AVAILABLE RECORDS -
***
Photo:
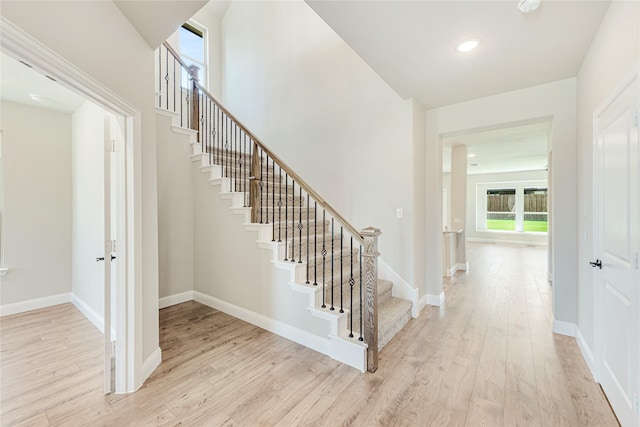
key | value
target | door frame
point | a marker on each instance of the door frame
(632, 74)
(127, 159)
***
THE PROBLEM -
Output the line containing "key | value" and each line after it through the close of the entries, unchanged and with no other lines.

EXERCISE OUTPUT -
key | value
target | door frame
point | a marker on each instance of the door frame
(632, 74)
(127, 159)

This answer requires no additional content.